## start Extracted text

# Building a Fish Room



## Botiadancer (Dec 30, 2013)

Happy Thanksgiving Everyone.

As the plumbers rip apart my garage wall to put in gas and drainage lines for my washer/dryer AND SINK, I can now begin to seriously plan my fishroom. I do not intend to run a breeding operation or business, I just NEED-er-want more tanks (my MTS patch doesn't seem to work - its a small betta bowl strapped to my forearm) 
The question I have (or one of many) - is - how many tanks is too many? I would like to have two or three 180s (6') for sure, and perhaps a bunch of 30s (3') for smaller species or species tanks. I can see the need of some 75s (4') as well. I could use the entire two car garage - but I'm thinking that would be too much maintenance.

On the layout front, I'm not looking at double or triple stacking everything with narrow aisles - I might double stack the 30s - I'm looking at a centralized swivel chair with a small refrigerator/freezer for beer-er-I mean frozen food. surrounded by tanks. I would like to partition off the fishroom/washer part of the garage from what is left - so I can still have my workshop.

## end Extracted text
## start Source excerpt

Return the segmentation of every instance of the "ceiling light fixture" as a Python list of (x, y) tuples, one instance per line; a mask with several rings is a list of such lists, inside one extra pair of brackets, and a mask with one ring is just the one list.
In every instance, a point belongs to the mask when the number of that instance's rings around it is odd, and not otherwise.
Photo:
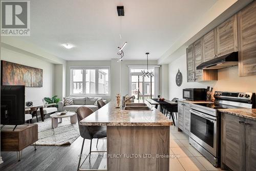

## end Source excerpt

**Directive 1:** Edit the fish room post, giving everything from "# Building a" down to "too much maintenance." with "garage" changed to "basement".
**Directive 2:** Continue the fish room post from the point where it stops.
The lines following the fish room post come from a separate source.

**Exercise result 1:**
# Building a Fish Room



## Botiadancer (Dec 30, 2013)

Happy Thanksgiving Everyone.

As the plumbers rip apart my basement wall to put in gas and drainage lines for my washer/dryer AND SINK, I can now begin to seriously plan my fishroom. I do not intend to run a breeding operation or business, I just NEED-er-want more tanks (my MTS patch doesn't seem to work - its a small betta bowl strapped to my forearm) 
The question I have (or one of many) - is - how many tanks is too many? I would like to have two or three 180s (6') for sure, and perhaps a bunch of 30s (3') for smaller species or species tanks. I can see the need of some 75s (4') as well. I could use the entire two car basement - but I'm thinking that would be too much maintenance.

**Exercise result 2:**
So for those who have or have had fish rooms, when did it turn into a business/chore over a hobby?
Also, tips on design and arrangement are most welcome.

Thanks ahead of time for any and all imput.


----------



## majerah1 (Oct 29, 2010)

However much you feel you can handle. You need to house some wild species of bettas too, as they are great! Super fun to watch and usually will breed easily .


----------



## big b (Jun 28, 2014)

yeah rock on dude!!!!beer-or frozen fish food?well why not add a 50 inch flat screen tv


----------



## coralbandit (Jul 29, 2012)

First good to hear from you again and hope you had a Happy Thanksgiving also.
How many is too many?*question*r2
For me it comes down to space and how much water I can prepare.
After that it is all for fun even if I break even from breeding.
I never planned on breeding swordtails or German rams ,but once started it is an obssesion(make room for some smaller fry tanks and grow outs!).I enjoy the labor of this hobby.
If you have no intention on breeding no matter what then just think of all the different tanks,species you are interested in and decide what is manageble?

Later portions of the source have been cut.